-- DATA SECTION follows --

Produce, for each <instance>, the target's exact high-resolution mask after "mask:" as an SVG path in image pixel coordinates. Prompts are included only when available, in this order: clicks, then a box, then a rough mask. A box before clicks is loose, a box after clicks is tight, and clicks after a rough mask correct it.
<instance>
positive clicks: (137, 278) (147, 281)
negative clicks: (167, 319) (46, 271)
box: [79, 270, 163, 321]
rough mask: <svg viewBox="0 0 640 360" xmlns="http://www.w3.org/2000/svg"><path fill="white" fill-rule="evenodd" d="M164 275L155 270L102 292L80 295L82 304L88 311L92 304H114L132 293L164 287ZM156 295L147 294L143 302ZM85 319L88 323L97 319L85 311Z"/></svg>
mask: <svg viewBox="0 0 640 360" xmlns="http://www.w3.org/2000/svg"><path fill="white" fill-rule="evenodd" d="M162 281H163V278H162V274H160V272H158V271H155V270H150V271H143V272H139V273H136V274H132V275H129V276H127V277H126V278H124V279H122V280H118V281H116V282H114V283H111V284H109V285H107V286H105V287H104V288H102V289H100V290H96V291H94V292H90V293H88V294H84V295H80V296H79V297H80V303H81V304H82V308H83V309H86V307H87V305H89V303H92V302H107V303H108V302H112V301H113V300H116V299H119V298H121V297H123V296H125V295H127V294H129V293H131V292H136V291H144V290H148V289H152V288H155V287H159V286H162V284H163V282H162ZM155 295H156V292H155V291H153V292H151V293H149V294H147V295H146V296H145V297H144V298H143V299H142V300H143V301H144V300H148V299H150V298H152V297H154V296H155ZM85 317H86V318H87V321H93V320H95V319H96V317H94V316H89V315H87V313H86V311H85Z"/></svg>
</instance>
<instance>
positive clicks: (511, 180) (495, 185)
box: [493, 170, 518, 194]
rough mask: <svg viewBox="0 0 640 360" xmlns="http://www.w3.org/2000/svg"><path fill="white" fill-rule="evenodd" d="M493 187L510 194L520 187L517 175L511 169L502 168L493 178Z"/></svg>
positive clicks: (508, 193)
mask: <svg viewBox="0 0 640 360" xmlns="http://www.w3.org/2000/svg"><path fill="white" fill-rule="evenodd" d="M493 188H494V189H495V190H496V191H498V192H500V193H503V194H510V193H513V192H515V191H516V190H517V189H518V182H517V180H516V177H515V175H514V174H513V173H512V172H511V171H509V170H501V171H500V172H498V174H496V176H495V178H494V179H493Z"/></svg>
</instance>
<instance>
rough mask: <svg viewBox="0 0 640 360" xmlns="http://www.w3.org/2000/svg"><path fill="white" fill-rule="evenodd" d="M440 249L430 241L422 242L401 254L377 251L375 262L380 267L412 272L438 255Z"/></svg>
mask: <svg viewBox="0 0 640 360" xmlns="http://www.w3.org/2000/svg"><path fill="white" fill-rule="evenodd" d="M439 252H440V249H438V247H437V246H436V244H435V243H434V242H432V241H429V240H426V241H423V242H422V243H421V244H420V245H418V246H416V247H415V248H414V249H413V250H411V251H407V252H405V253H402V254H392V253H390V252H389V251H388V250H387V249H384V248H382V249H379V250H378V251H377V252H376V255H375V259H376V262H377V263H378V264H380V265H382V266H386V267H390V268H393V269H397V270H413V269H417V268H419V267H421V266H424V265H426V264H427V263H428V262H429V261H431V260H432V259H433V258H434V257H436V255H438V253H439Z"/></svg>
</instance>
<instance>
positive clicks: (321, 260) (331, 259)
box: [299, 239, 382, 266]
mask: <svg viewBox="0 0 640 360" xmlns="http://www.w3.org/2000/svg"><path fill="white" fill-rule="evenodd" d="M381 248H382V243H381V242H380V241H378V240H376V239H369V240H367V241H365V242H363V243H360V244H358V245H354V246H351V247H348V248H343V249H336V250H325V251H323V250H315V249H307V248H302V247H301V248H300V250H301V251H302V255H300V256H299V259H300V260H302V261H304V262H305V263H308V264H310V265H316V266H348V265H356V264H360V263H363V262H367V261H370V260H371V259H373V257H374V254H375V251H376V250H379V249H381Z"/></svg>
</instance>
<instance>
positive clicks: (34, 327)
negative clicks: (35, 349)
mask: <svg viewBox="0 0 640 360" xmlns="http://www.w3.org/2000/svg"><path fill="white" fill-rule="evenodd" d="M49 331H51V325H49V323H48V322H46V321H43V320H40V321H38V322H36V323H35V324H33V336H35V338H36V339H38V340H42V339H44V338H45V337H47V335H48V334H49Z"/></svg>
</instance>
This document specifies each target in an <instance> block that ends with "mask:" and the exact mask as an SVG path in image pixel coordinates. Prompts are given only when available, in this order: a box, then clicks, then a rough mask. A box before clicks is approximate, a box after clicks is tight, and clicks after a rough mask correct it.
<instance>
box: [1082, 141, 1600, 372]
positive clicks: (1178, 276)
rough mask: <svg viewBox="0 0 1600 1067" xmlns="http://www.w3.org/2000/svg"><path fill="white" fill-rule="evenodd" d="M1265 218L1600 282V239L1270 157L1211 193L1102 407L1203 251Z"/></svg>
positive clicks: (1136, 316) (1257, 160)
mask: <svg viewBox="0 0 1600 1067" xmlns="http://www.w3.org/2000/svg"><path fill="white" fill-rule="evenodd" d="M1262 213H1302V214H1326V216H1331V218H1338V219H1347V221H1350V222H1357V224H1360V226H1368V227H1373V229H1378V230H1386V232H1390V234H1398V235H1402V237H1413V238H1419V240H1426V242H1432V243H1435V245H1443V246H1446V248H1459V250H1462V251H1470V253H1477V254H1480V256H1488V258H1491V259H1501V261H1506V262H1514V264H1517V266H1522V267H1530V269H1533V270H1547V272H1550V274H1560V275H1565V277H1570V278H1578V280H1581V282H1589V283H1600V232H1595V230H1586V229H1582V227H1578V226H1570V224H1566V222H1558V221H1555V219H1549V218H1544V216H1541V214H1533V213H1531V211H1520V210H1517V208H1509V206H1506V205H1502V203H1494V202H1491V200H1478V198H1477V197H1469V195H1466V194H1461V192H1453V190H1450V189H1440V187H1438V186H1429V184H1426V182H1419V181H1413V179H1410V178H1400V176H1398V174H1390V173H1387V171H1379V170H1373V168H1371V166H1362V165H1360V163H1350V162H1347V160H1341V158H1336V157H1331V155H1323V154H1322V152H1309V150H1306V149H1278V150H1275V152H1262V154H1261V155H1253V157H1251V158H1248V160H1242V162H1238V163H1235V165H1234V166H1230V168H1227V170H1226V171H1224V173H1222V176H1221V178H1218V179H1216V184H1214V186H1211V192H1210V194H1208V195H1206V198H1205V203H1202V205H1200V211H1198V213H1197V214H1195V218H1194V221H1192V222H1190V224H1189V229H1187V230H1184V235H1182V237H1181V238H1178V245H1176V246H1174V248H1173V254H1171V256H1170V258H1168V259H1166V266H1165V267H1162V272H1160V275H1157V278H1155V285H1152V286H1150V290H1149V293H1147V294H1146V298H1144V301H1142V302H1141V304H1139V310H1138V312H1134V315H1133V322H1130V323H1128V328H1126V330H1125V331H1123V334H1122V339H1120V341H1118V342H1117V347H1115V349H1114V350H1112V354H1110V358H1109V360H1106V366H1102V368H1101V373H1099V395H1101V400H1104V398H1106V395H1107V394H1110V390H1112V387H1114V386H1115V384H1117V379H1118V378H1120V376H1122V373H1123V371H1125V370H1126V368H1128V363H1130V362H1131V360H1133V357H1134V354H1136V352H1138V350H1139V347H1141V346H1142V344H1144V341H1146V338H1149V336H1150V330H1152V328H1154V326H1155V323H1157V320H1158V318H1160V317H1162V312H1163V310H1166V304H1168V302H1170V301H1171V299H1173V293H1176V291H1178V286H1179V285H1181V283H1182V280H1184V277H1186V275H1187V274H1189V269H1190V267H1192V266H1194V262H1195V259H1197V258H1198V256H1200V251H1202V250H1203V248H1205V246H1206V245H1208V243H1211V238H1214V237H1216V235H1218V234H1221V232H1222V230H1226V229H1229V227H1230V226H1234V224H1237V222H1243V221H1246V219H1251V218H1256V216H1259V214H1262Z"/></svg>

-- DATA SECTION concluded --

Pull out each line of the material above that contains the string "negative", matching case exactly, and copy those lines.

ANSWER SPACE:
negative clicks: (167, 319) (46, 271)
negative clicks: (35, 349)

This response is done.